Reproduce the lines of the listing below word for word, leaving out the pictures.

Point annotation listing:
══════════

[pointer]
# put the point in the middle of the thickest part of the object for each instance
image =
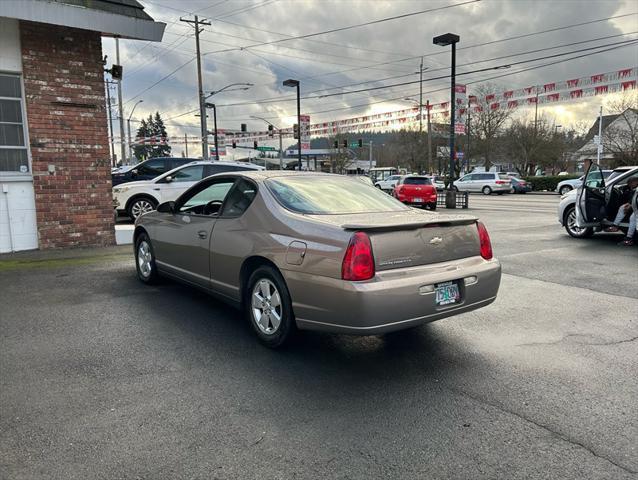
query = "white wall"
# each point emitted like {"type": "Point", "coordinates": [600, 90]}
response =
{"type": "Point", "coordinates": [18, 224]}
{"type": "Point", "coordinates": [10, 55]}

══════════

WRITTEN RESPONSE>
[pointer]
# put the point in the middle of the thickest part of the object for each instance
image =
query = "white wall"
# each point emitted like {"type": "Point", "coordinates": [600, 90]}
response =
{"type": "Point", "coordinates": [18, 224]}
{"type": "Point", "coordinates": [10, 55]}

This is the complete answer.